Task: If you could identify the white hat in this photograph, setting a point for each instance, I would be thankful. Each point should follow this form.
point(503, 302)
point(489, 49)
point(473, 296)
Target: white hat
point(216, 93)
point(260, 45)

...

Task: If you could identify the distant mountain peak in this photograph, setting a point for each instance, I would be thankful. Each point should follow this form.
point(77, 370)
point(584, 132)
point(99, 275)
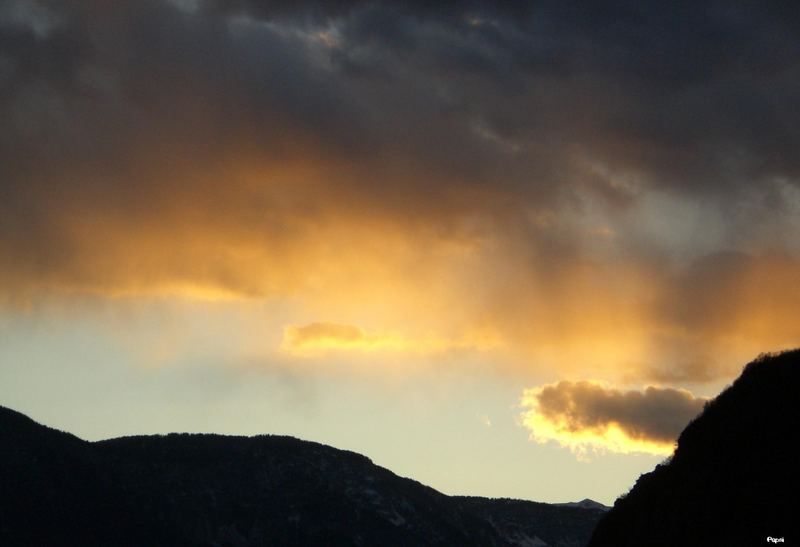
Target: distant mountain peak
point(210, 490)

◆ **Stated exercise**: Switch "distant mountain peak" to "snow-capped summit" in the lines from the one with "Task: If you could identify the distant" up to and including the one with "point(210, 490)", and return only those lines with the pictures left out and everything else unchanged.

◆ **Output below**:
Task: If you could identify the snow-capped summit in this photograph, setting a point for each instance, I would be thankful. Each point should follow this form.
point(77, 370)
point(584, 132)
point(99, 275)
Target: snow-capped summit
point(210, 490)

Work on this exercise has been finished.